▼
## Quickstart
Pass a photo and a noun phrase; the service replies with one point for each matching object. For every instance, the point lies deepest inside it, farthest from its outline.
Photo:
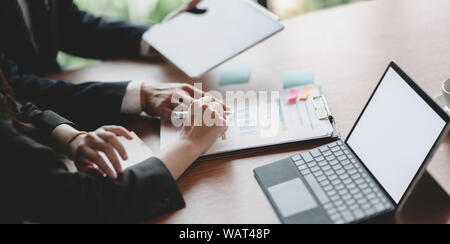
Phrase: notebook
(292, 122)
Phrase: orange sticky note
(305, 93)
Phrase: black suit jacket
(58, 25)
(35, 185)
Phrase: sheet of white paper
(136, 149)
(297, 122)
(198, 43)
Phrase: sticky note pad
(305, 93)
(235, 76)
(293, 96)
(297, 78)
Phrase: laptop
(369, 174)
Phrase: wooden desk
(348, 47)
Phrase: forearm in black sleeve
(40, 188)
(83, 34)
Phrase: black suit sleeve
(85, 35)
(89, 105)
(36, 186)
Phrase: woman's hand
(200, 132)
(85, 149)
(156, 100)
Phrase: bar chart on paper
(250, 128)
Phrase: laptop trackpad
(292, 197)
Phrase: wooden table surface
(348, 48)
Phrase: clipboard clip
(323, 112)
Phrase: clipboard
(242, 140)
(197, 43)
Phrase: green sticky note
(235, 76)
(297, 78)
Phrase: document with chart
(262, 123)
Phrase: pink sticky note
(293, 96)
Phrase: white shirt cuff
(131, 103)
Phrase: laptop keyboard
(345, 189)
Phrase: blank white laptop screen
(395, 134)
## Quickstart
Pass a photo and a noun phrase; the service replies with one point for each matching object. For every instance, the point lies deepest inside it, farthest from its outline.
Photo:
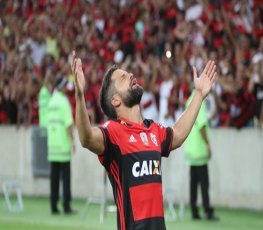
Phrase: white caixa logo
(146, 168)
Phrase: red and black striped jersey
(132, 159)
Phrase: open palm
(79, 79)
(204, 83)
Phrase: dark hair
(106, 93)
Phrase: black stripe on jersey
(167, 144)
(156, 223)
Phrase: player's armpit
(95, 142)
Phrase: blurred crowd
(158, 41)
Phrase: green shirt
(43, 100)
(195, 147)
(59, 119)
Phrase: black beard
▲
▶ [Problem to work on]:
The final stretch of the data, from the line with "Phrase: pink sticky note" through its last line, is to be retyped exactly; pictures are not part of the copy.

▶ [Output for this exercise]:
Phrase: pink sticky note
(293, 96)
Phrase: white shirt cuff
(131, 103)
Phrase: laptop keyboard
(345, 189)
Phrase: blank white laptop screen
(395, 134)
## Quickstart
Pass a photo and a noun phrase; the service replies with one point for each matching object. For every instance, the point lies deepest inside it, farthest from its outline.
Photo:
Phrase: white caixa logo
(146, 168)
Phrase: red and black striped jersey
(132, 159)
Phrase: open palm
(79, 79)
(204, 83)
Phrase: dark hair
(106, 93)
Phrase: black stripe on jersey
(167, 144)
(156, 223)
Phrase: player's armpit
(95, 142)
Phrase: blurred crowd
(158, 41)
Phrase: green shirt
(43, 100)
(195, 147)
(59, 119)
Phrase: black beard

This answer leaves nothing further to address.